Exercise requirements: The line containing "</instance>" marks the start; return it and every line after it in the listing below, exactly, through the last.
——————
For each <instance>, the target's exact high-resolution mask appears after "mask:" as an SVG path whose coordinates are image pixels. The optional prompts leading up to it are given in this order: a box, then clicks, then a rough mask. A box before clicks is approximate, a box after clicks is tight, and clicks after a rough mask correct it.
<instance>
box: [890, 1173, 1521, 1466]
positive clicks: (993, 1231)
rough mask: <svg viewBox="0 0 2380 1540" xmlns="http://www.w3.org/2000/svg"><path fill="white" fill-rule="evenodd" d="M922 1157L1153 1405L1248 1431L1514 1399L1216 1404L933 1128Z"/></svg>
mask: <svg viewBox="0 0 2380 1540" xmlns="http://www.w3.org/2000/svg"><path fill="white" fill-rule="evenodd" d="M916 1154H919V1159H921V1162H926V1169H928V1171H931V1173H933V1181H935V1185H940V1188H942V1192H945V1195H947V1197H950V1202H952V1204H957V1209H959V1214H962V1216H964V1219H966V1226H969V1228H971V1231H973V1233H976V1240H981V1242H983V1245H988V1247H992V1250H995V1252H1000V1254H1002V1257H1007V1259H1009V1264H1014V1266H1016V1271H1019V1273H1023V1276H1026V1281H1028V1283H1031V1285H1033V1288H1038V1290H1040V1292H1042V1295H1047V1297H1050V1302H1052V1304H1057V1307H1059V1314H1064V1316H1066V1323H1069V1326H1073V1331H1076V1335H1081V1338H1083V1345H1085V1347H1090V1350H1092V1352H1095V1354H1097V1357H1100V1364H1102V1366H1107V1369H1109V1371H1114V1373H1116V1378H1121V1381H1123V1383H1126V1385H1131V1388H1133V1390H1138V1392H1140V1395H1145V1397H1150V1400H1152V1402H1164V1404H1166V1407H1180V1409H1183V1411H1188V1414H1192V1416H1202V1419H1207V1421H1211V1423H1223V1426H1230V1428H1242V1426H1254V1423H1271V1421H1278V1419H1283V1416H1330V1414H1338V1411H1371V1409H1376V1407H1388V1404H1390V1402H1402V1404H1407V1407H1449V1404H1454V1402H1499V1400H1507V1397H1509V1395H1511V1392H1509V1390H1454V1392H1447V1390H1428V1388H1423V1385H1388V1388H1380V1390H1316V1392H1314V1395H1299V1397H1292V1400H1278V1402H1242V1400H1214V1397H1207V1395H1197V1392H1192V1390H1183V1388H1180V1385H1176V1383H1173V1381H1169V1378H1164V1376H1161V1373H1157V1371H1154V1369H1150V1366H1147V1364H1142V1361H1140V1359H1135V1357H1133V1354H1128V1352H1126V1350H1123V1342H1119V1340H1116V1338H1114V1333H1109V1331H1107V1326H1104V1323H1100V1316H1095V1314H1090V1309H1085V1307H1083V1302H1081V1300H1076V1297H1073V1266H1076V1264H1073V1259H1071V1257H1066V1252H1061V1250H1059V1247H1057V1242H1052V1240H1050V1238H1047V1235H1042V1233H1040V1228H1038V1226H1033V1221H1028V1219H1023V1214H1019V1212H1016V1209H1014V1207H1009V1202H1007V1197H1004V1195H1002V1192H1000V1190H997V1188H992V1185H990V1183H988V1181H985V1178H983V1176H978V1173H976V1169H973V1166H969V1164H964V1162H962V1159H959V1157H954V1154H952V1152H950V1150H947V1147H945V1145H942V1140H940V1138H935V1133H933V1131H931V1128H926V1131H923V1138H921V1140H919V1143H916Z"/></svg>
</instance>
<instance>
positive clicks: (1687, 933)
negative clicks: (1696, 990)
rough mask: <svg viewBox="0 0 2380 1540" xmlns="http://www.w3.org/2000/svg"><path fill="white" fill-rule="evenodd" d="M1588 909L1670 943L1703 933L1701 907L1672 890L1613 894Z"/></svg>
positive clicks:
——————
Solution:
</instance>
<instance>
positive clicks: (1687, 933)
negative clicks: (1696, 990)
rough mask: <svg viewBox="0 0 2380 1540" xmlns="http://www.w3.org/2000/svg"><path fill="white" fill-rule="evenodd" d="M1588 909L1670 943L1703 933L1701 907L1672 890L1613 894Z"/></svg>
positive clicks:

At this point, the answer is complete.